Written task:
Pick up the text on permutations of n people occupying r seats and continue it from its final line.

Text section:
────────
Permutations in which N people can occupy R seats

Problem Statement: Find permutations in which n people can occupy r seats in a classroom.

Examples:

Example 1:
Input: N = 5, r = 3
Output: 60
Explanation: To permute n people in r seats we have to find the value of n!/(n-r)!.The value of 5!/(5-3)! Is 60.

Example 2:
Input: N=6,r = 4.
Output: 360

Solution

Disclaimer: Don’t jump directly to the solution, try it out yourself first.

Solution 1:

Intuition: The permutation in which n people can occupy r seats is n!/(n-r)!.

Approach:

  • Maintain two variables num and den to store numerator and denominator.
  • We need to find n! and (n-r)!.
  • Traverse from 1 to n and multiple i by num to find n!.
  • Traverse from 1 to (n-r) and multiply i by den to find (n-r)!.
  • num/den is the final answer.

Code:

C++ Code

#include<bits/stdc++.h>
using namespace std;
int fact(int n) {
	int ans = 1;
	for (int i = 1; i <= n; i++) {
		ans *= i;
	}
	return ans;
}
int main() {
	int n = 6, r = 4;
	int num = fact(n);
	int den = fact(n - r);
	cout << num / den;
}

Output: 360

Time Complexity: O(n)+O(n).O(n) for calculating n! and O(n) for calculating (n-r)!

Space Complexity: O(1).
────────
Excerpts of annotation records:
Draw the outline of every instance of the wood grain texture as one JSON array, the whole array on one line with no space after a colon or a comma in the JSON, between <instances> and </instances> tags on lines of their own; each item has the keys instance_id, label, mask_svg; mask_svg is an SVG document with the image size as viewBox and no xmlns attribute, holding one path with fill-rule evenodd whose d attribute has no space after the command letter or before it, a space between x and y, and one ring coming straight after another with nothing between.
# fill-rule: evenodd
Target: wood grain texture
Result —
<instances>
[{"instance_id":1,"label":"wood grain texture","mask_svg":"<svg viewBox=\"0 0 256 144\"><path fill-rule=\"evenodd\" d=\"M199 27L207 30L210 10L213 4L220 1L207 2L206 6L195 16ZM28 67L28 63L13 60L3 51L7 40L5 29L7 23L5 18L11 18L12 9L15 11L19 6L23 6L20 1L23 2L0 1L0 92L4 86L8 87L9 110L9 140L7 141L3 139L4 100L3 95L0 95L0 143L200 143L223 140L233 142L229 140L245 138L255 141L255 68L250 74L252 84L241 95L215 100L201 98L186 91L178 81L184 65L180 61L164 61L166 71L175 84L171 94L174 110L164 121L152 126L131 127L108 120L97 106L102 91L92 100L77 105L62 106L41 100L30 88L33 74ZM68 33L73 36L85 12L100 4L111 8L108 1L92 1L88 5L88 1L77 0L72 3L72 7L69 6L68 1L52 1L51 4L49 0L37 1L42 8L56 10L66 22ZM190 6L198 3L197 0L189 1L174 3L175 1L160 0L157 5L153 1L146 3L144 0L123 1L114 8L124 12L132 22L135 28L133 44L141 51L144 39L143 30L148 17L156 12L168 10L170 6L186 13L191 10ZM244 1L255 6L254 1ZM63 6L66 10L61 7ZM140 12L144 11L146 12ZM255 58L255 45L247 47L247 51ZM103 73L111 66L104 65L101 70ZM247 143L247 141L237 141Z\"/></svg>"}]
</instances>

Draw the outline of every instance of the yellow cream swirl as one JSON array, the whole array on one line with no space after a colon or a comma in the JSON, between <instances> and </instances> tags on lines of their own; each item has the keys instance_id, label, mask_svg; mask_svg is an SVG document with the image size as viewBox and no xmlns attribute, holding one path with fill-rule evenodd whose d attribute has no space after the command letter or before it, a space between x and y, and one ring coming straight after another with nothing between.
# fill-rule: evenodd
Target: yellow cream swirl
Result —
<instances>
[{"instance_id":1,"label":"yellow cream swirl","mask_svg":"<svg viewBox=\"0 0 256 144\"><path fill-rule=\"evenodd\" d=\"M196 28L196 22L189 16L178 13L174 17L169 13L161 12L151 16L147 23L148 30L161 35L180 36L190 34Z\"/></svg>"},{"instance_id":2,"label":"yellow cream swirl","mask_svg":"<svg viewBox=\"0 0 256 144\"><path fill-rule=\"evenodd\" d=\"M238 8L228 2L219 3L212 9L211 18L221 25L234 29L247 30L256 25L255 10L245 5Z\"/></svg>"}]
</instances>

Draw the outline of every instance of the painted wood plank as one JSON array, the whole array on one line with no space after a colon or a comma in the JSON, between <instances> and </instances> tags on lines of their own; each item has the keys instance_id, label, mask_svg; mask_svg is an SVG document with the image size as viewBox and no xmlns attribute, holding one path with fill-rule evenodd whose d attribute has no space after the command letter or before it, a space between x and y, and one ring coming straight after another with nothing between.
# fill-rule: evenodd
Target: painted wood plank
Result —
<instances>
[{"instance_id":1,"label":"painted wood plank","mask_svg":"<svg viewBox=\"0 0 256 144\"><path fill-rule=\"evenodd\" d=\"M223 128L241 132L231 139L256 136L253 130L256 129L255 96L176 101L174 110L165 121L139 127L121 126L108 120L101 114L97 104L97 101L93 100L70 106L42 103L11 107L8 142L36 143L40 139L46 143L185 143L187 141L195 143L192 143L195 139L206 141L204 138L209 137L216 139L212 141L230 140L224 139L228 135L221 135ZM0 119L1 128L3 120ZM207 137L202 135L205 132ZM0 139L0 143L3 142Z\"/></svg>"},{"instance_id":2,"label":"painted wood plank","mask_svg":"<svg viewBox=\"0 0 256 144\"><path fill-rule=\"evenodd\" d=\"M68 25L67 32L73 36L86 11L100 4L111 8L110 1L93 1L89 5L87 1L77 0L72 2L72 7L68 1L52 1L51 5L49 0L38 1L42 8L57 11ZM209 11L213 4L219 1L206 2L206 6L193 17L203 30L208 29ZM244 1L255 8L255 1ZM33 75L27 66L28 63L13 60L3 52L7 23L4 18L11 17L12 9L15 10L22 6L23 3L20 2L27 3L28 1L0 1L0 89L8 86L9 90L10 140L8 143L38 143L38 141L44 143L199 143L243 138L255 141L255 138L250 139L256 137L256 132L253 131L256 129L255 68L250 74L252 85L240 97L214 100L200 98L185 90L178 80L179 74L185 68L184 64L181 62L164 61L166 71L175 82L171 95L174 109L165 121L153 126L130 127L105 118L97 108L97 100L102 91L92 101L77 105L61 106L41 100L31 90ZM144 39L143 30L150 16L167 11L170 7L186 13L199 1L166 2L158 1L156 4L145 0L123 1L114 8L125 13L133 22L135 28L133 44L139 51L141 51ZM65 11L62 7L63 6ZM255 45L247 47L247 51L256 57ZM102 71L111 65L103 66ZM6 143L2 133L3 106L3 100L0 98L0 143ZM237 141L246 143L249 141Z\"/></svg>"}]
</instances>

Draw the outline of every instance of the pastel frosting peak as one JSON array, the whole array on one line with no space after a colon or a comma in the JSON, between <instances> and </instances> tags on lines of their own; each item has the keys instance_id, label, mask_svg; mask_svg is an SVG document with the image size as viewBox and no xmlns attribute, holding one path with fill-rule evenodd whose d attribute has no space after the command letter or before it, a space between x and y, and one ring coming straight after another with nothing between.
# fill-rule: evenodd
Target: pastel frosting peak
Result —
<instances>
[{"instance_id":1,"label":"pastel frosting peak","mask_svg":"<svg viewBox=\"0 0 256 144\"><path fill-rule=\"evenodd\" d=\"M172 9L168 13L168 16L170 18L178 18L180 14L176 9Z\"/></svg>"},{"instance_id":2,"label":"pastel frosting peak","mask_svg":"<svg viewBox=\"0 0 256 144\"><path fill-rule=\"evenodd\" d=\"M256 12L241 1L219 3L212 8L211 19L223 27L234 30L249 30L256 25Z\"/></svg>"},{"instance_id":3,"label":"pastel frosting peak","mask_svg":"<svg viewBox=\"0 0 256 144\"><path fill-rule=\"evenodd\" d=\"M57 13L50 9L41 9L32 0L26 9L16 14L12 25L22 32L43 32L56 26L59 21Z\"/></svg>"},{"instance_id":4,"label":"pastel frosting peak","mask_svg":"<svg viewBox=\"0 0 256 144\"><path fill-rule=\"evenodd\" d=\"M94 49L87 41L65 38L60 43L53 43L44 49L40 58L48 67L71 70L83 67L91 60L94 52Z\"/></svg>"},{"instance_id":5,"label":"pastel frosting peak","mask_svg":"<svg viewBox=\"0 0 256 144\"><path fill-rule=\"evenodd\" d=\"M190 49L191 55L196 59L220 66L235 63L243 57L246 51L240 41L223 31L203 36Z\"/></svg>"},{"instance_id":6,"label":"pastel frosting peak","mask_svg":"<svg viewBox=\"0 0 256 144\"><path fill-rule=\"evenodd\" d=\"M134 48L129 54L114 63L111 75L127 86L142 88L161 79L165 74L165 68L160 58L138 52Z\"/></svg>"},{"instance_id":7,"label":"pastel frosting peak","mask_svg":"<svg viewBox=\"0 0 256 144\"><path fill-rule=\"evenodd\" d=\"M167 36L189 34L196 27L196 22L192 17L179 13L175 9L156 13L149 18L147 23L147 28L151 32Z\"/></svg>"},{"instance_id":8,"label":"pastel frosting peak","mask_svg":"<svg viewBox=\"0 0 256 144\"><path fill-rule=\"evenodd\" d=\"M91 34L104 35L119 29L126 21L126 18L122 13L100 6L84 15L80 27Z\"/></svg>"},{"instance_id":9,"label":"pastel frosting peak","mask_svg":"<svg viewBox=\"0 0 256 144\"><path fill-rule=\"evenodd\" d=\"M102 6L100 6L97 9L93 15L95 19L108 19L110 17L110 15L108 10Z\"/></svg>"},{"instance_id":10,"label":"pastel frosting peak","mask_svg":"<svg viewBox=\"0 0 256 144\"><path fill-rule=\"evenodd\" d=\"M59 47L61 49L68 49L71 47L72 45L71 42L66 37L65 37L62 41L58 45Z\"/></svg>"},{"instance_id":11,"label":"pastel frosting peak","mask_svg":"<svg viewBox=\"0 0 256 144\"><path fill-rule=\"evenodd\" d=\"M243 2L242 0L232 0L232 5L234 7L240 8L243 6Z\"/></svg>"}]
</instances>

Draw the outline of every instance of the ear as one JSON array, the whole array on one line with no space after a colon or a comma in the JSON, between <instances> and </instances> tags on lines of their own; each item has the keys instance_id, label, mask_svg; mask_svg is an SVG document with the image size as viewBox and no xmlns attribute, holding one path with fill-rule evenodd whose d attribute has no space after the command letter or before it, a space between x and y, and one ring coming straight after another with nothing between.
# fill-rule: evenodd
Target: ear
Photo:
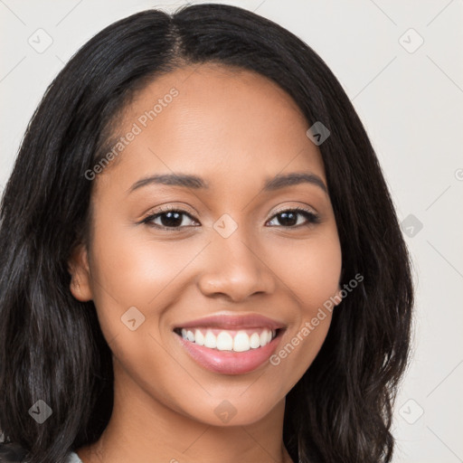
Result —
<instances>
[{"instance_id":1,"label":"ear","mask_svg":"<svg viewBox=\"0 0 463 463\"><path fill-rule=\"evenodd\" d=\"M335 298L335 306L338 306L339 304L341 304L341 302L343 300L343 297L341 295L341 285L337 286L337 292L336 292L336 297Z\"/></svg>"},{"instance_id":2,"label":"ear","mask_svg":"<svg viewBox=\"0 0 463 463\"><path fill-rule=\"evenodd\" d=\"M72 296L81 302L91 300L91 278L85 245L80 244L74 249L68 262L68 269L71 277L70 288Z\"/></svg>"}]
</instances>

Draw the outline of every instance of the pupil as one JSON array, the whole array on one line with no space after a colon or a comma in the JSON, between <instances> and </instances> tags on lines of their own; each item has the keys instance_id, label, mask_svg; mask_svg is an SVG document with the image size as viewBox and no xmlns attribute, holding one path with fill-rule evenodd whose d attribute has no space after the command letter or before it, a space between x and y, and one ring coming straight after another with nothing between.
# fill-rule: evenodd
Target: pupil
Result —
────────
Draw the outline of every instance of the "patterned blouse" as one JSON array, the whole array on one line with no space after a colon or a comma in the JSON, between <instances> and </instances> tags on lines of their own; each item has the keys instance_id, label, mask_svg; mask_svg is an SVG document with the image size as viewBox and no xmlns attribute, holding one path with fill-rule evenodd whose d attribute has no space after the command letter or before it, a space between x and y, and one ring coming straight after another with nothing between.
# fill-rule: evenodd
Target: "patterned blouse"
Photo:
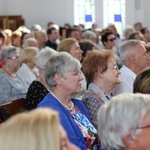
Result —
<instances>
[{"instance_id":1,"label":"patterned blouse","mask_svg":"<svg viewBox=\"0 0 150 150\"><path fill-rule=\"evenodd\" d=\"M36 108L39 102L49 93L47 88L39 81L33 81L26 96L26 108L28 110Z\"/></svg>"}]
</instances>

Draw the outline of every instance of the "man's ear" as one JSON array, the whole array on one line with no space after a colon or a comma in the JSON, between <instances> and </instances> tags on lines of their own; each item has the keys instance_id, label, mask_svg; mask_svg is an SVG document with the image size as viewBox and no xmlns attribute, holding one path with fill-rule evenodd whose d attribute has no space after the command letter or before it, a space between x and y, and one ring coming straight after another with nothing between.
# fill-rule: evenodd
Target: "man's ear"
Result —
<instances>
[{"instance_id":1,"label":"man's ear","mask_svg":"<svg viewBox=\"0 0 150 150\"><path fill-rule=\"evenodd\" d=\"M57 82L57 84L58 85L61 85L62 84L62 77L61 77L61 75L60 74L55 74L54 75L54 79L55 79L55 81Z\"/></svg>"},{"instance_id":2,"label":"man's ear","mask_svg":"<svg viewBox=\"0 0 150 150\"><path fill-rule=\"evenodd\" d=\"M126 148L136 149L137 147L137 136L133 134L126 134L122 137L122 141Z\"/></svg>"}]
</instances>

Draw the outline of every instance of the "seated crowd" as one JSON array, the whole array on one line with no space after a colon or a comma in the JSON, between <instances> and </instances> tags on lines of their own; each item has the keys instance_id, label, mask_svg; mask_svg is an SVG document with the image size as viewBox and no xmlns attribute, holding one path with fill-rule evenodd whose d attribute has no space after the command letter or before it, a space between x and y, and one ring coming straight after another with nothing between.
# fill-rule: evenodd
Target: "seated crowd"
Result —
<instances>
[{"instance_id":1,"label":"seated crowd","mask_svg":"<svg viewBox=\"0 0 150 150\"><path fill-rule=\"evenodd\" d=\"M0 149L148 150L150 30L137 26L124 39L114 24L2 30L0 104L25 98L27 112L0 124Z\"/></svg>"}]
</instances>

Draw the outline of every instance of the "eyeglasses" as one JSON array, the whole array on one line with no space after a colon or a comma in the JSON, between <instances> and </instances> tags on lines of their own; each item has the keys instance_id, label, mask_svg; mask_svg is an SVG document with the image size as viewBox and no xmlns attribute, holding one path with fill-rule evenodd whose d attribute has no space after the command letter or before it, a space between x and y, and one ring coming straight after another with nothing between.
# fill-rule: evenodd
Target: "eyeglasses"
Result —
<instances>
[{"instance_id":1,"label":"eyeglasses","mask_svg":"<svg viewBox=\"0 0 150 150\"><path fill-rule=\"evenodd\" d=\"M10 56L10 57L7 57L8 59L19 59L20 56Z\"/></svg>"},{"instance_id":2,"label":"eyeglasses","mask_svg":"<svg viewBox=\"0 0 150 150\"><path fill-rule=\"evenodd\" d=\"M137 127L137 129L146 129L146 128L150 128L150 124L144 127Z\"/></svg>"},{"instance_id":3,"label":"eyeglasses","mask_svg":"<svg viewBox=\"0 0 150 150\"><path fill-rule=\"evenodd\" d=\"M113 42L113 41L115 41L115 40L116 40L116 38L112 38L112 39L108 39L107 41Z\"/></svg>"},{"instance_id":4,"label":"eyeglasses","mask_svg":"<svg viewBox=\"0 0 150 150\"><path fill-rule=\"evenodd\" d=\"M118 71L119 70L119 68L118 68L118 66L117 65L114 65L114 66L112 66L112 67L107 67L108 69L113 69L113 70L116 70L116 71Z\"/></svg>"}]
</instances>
────────
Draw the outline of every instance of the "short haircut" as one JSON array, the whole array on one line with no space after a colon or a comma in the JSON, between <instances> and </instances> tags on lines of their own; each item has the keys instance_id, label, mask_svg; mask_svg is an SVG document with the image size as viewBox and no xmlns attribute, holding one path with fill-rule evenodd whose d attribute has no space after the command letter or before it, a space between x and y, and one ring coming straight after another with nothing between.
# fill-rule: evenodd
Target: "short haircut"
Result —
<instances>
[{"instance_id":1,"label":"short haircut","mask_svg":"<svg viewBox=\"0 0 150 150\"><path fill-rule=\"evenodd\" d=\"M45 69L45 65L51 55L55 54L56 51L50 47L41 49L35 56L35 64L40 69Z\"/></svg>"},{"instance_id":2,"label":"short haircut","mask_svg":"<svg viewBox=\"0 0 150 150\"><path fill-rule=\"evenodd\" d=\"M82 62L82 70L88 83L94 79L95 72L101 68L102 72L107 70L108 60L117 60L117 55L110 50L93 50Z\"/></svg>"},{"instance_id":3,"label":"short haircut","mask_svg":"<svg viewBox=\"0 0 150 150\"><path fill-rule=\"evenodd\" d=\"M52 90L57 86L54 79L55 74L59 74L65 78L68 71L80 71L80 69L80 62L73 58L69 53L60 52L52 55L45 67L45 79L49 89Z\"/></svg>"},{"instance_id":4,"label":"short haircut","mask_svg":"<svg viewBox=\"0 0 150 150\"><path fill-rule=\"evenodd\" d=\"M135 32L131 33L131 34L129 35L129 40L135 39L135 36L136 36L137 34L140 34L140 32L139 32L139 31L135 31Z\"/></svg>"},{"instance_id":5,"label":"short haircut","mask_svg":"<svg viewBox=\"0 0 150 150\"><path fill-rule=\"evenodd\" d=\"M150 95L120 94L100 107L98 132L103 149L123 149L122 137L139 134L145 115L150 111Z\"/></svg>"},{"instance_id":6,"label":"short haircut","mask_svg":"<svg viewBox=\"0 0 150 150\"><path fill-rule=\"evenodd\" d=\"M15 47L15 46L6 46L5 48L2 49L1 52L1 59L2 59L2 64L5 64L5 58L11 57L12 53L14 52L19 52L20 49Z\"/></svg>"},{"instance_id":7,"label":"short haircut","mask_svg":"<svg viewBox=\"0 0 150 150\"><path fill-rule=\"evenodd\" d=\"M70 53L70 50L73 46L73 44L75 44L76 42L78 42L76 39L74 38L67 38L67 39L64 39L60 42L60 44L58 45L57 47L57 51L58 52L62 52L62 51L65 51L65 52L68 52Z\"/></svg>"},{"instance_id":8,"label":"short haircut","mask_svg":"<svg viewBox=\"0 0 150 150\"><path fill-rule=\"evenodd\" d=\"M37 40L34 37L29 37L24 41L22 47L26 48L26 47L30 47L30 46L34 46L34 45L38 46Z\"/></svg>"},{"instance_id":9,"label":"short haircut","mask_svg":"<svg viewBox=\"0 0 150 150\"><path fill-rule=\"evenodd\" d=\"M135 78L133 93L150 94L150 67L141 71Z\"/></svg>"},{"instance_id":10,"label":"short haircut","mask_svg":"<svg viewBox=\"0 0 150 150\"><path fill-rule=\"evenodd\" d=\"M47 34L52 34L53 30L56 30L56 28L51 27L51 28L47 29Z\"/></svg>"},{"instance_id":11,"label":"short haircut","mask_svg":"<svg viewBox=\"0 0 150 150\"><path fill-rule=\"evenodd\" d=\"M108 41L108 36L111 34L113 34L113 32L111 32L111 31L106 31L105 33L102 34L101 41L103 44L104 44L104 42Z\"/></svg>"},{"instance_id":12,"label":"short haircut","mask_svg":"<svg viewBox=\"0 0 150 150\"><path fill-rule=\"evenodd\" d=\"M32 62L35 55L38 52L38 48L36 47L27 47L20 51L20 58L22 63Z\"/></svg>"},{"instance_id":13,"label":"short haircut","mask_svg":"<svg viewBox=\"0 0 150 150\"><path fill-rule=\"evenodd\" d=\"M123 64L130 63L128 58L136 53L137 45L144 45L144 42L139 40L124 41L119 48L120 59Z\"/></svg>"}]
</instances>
────────
Output of the exercise:
Java Code

public class Main {
  static int fact(int n) {
    int ans = 1;
    for (int i = 1; i <= n; i++) {
      ans *= i;
    }
    return ans;
  }
  public static void main(String args[]) {
    int n = 6, r = 4;
    int num = fact(n);
    int den = fact(n - r);
    System.out.print(num / den);
  }
}

Output: 360

Time Complexity: O(n)+O(n).O(n) for calculating n! and O(n) for calculating (n-r)!

Space Complexity: O(1).

Solution 2:Optimized

Intuition: n!/(n-r)! can also be written as n*(n-1)*(n-2)….(n-r+1).Using this we can calculate n!/(n-r)! in O(n) time complexity.

Approach:

  • Maintain a variable ans to store answer.
  • Now run a for loop from n to (n-r+1) and multiply i to ans.
  • Print ans.

Code:

C++ Code

#include<bits/stdc++.h>
using namespace std;
int main() {
	int n = 6, r = 4;
	int ans = 1;
	for (int i = n; i >= n - r + 1; i--) {
		ans *= i;
	}
	cout << ans;
}

Output: 360

Time Complexity: O(n),as we are running a for loop from n to (n-r+1) 

Space Complexity: O(1)

Java Code

public class Main {
  public static void main(String args[]) {
    int n = 6, r = 4;
    int ans = 1;
    for (int i = n; i >= n - r + 1; i--) {
      ans *= i;
    }
    System.out.print(ans);
  }
}

Output: 360

Time Complexity: O(n),as we are running a for loop from n to (n-r+1) 

Space Complexity: O(1)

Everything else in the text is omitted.